Retype the passage below on trade unions and workplace learning word for word, starting at "Two core themes" and ending after "European steel industry.".
>> Start Given passage
For workers, learning in the workplace (and, in particular, acquiring qualifications) is an important protection against employment instability (Heyes, 2000). However, workforce development is not always a priority for employers, and may even be viewed as a threat to managerial control (see Heyes, 2000). Even where such learning opportunities do exist, access to them may be restricted and the learning agenda regressive in practice (Stroud and Fairbrother, 2006). Indeed, the restriction of access to workplace learning opportunities is one of a number of reasons why trade unions might become involved in the workplace learning agenda – certainly, evidence indicates a greater likelihood of training provision if a workplace is unionised (see Kersley et al., 2006).
Indeed, it is clear that benefits will flow to the membership should a union adopt strategies to strengthen workforce skill profiles, secure employment positions, and enhance organisational positions in product or service markets. Commentators, such as Mahnkopf (1991), identify how the adoption of a progressive “skill-orientated strategy” (as opposed to a regressive and defensive price-oriented strategy) by trade unions challenges employers' prerogatives with regard to training; enhances bargaining positions in the restructuring process; and combats deskilling. Others argue for embracing “skill formation … (as part of a) … new cooperative, and productive strategy”, whilst at the same time insisting on a power base to impose rules and obligations on employers (Streek, 1992, p. 252; Healey and Engel, 2003). A further aspect that concerns this paper is what happens in practice, regardless of strategies adopted and the policies in place.
Two core themes come out of this brief review. First, unions face an employment and educational terrain that is largely defined by the employer. This power relation both provides opportunities for unions to explore ways of actively promoting and facilitating education and learning by workers as workers and at the same time sets the parameters for union activity and involvement in workplace learning. Second, unions often prioritise labour (trade union) education rather than workplace learning. We focus on the latter form of education, analysing the limits and possibilities of trade union policies in this area. This is done with reference to the European steel industry.
>> End Given passage
>> Start Given information
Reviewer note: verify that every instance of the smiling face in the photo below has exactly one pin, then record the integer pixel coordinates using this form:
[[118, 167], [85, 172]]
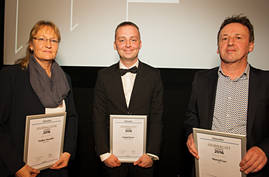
>> End Given information
Result of this task |
Two core themes come out of this brief review. First, unions face an employment and educational terrain that is largely defined by the employer. This power relation both provides opportunities for unions to explore ways of actively promoting and facilitating education and learning by workers as workers and at the same time sets the parameters for union activity and involvement in workplace learning. Second, unions often prioritise labour (trade union) education rather than workplace learning. We focus on the latter form of education, analysing the limits and possibilities of trade union policies in this area. This is done with reference to the European steel industry.